What the exercise asks | Write out only the lines from the top of the listing below through the one with "Check that each instance of the distant mountain", exactly as they stand, while keeping pictures out of the copy.

+ + +

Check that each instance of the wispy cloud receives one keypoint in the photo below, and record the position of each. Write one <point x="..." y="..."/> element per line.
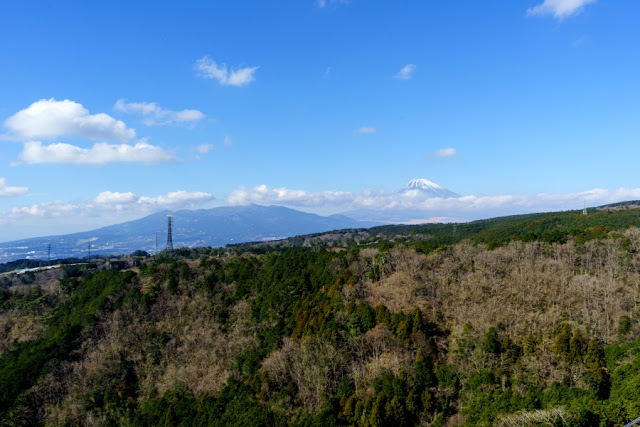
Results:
<point x="265" y="195"/>
<point x="560" y="9"/>
<point x="406" y="72"/>
<point x="35" y="152"/>
<point x="155" y="115"/>
<point x="367" y="129"/>
<point x="208" y="69"/>
<point x="204" y="148"/>
<point x="48" y="118"/>
<point x="444" y="152"/>
<point x="108" y="203"/>
<point x="6" y="191"/>
<point x="324" y="3"/>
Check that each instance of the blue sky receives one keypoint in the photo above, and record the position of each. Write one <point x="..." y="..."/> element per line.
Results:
<point x="111" y="111"/>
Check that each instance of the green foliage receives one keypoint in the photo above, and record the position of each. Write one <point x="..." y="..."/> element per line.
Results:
<point x="21" y="367"/>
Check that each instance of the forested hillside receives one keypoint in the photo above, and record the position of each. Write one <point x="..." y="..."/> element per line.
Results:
<point x="392" y="328"/>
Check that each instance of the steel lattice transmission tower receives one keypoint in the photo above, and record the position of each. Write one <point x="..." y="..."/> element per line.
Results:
<point x="169" y="233"/>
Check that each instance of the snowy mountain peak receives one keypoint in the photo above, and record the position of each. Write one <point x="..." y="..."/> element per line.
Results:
<point x="426" y="187"/>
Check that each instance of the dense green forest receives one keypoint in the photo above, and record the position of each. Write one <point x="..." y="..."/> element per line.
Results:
<point x="527" y="320"/>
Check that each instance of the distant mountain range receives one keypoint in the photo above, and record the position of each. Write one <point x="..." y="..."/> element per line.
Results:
<point x="416" y="189"/>
<point x="191" y="228"/>
<point x="216" y="227"/>
<point x="426" y="188"/>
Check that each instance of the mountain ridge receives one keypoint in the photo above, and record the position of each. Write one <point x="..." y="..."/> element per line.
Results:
<point x="191" y="228"/>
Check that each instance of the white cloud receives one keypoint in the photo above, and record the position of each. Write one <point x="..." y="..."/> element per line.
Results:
<point x="264" y="195"/>
<point x="406" y="72"/>
<point x="110" y="197"/>
<point x="106" y="203"/>
<point x="53" y="209"/>
<point x="208" y="69"/>
<point x="324" y="3"/>
<point x="34" y="152"/>
<point x="6" y="191"/>
<point x="204" y="148"/>
<point x="444" y="152"/>
<point x="155" y="115"/>
<point x="559" y="8"/>
<point x="48" y="118"/>
<point x="367" y="129"/>
<point x="176" y="198"/>
<point x="133" y="202"/>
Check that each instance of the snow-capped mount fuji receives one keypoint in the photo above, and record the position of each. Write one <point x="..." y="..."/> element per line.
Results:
<point x="427" y="188"/>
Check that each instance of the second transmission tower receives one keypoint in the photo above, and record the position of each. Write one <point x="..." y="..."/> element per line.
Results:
<point x="169" y="234"/>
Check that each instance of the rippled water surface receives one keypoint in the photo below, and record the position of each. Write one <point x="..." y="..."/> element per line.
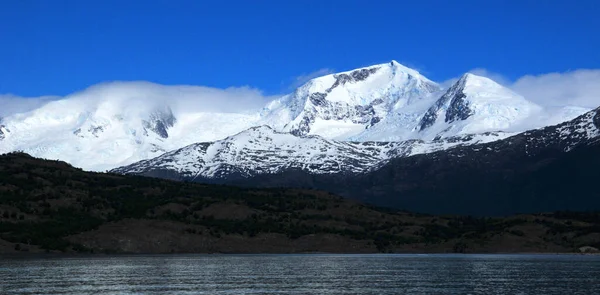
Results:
<point x="302" y="274"/>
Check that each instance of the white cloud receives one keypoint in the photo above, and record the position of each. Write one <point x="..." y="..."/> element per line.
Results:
<point x="141" y="96"/>
<point x="12" y="104"/>
<point x="580" y="88"/>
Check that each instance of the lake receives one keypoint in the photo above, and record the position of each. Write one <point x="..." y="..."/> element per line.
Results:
<point x="302" y="274"/>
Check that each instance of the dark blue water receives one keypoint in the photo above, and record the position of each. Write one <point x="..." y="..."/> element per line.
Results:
<point x="303" y="274"/>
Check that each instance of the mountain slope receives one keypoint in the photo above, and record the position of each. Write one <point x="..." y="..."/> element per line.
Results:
<point x="344" y="104"/>
<point x="553" y="168"/>
<point x="262" y="150"/>
<point x="518" y="174"/>
<point x="105" y="213"/>
<point x="120" y="123"/>
<point x="475" y="104"/>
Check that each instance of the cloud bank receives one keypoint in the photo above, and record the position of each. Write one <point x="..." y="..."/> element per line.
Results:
<point x="142" y="96"/>
<point x="579" y="88"/>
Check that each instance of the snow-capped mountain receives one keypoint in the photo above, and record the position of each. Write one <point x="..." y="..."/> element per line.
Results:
<point x="475" y="104"/>
<point x="542" y="170"/>
<point x="341" y="105"/>
<point x="117" y="124"/>
<point x="262" y="150"/>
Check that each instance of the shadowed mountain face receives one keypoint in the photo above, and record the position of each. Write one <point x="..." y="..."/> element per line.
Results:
<point x="554" y="168"/>
<point x="51" y="206"/>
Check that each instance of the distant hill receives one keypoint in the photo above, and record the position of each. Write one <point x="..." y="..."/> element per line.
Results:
<point x="51" y="206"/>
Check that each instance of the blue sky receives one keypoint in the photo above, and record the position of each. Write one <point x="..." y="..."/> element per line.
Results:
<point x="59" y="47"/>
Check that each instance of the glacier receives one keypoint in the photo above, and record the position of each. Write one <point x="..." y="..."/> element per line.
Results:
<point x="115" y="125"/>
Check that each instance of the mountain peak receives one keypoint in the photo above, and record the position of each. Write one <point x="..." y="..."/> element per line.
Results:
<point x="470" y="79"/>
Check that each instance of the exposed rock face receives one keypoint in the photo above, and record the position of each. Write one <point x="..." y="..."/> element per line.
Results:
<point x="458" y="108"/>
<point x="160" y="121"/>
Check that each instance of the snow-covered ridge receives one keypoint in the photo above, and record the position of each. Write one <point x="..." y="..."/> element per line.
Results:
<point x="117" y="124"/>
<point x="262" y="150"/>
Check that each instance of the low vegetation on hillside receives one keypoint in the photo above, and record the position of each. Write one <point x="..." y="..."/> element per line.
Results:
<point x="50" y="206"/>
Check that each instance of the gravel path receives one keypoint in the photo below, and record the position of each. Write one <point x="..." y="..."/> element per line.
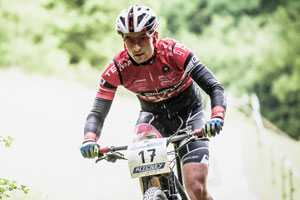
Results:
<point x="46" y="116"/>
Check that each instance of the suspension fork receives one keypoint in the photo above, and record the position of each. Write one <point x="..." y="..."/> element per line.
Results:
<point x="172" y="186"/>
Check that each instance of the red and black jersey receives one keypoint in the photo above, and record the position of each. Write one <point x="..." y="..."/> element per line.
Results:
<point x="164" y="84"/>
<point x="155" y="81"/>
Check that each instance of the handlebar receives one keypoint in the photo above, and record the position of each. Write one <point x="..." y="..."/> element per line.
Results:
<point x="184" y="133"/>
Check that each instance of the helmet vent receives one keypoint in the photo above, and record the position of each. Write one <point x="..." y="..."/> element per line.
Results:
<point x="122" y="20"/>
<point x="140" y="18"/>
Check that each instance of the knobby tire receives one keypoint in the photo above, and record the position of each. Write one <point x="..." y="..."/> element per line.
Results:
<point x="154" y="193"/>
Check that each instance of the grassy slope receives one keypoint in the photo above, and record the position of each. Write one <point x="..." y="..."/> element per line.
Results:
<point x="267" y="158"/>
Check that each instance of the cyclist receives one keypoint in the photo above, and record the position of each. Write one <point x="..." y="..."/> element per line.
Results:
<point x="164" y="74"/>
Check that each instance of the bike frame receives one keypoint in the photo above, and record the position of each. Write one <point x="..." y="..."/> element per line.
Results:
<point x="170" y="184"/>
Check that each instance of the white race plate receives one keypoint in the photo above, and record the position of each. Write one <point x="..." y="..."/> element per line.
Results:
<point x="148" y="157"/>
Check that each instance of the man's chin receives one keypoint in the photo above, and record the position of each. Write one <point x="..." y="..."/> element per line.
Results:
<point x="140" y="59"/>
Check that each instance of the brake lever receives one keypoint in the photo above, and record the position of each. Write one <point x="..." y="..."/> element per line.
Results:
<point x="112" y="157"/>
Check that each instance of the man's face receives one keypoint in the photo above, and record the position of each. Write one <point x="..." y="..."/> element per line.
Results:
<point x="139" y="45"/>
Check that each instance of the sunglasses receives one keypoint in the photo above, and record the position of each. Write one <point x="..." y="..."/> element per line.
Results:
<point x="140" y="40"/>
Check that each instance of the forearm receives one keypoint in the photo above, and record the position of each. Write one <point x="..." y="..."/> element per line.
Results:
<point x="207" y="81"/>
<point x="96" y="117"/>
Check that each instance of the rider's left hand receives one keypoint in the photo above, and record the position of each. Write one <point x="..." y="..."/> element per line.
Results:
<point x="212" y="127"/>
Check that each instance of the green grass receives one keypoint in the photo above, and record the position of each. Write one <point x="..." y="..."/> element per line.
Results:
<point x="268" y="160"/>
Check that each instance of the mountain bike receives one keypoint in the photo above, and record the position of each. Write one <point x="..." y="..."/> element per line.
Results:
<point x="149" y="159"/>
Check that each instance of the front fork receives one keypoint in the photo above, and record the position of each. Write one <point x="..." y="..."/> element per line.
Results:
<point x="167" y="183"/>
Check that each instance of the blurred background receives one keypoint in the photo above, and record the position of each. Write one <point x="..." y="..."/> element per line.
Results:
<point x="53" y="52"/>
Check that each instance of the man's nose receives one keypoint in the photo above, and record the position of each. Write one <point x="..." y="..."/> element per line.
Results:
<point x="137" y="47"/>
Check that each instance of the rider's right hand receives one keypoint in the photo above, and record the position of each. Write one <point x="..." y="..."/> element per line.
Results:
<point x="89" y="147"/>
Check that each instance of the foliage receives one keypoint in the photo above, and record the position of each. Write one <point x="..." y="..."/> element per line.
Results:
<point x="7" y="140"/>
<point x="6" y="185"/>
<point x="251" y="46"/>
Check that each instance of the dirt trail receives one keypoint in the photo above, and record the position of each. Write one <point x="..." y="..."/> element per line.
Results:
<point x="46" y="117"/>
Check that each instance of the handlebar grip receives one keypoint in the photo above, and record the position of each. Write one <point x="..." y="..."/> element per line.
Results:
<point x="103" y="150"/>
<point x="198" y="132"/>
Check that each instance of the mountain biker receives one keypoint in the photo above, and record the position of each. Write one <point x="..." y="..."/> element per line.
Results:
<point x="164" y="75"/>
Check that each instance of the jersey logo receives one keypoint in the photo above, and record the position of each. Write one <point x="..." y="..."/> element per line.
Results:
<point x="166" y="69"/>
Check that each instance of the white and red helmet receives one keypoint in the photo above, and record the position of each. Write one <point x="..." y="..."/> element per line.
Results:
<point x="135" y="19"/>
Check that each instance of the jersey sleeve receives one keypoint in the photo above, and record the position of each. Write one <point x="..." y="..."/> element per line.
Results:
<point x="182" y="56"/>
<point x="109" y="82"/>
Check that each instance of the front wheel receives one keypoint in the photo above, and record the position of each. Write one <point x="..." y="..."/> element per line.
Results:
<point x="154" y="193"/>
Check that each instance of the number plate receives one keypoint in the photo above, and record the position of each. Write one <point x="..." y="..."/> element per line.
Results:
<point x="148" y="157"/>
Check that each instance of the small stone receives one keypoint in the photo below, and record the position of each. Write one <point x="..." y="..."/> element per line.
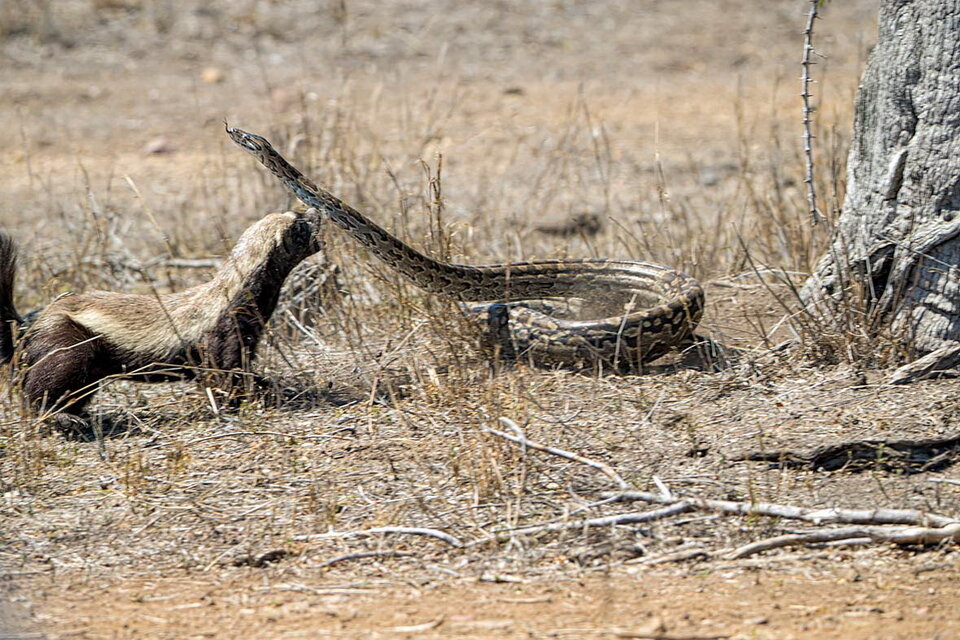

+ + +

Written reply |
Check that each instance of the wispy cloud receives one keypoint in the photo below, and record the position of each. Write one <point x="..." y="..."/> element per line.
Results:
<point x="265" y="195"/>
<point x="560" y="9"/>
<point x="406" y="72"/>
<point x="35" y="152"/>
<point x="155" y="115"/>
<point x="367" y="129"/>
<point x="208" y="69"/>
<point x="204" y="148"/>
<point x="48" y="118"/>
<point x="444" y="152"/>
<point x="108" y="203"/>
<point x="6" y="191"/>
<point x="324" y="3"/>
Check that each instance of the blue sky receives one keypoint in the photo above, and record the position of each. Write one <point x="..." y="..."/> element per line.
Results:
<point x="111" y="111"/>
Check that each instance of the green foliage receives one keypoint in the photo above, and record the position of each. Write one <point x="..." y="..."/> element per line.
Results:
<point x="21" y="367"/>
Check that each instance of the forested hillside receives one keypoint in the photo above, and record the position of each. Write one <point x="..." y="..."/> element per line.
Results:
<point x="392" y="328"/>
Check that each instance of the steel lattice transmission tower receives one keypoint in the photo above, and record the position of each. Write one <point x="..." y="..."/> element per line.
Results:
<point x="169" y="233"/>
Check that each instance of the snowy mountain peak receives one keypoint in the photo above, and record the position of each. Write one <point x="..." y="..."/> element per line.
Results:
<point x="426" y="187"/>
Check that each instance of the dense green forest receives one keypoint in the photo above, and record the position of each. Write one <point x="..." y="..."/> element per line.
Results:
<point x="527" y="320"/>
Check that each instance of the distant mountain range receives one keypoint in the photo above, and record the position of each. Write one <point x="..." y="..."/> element per line.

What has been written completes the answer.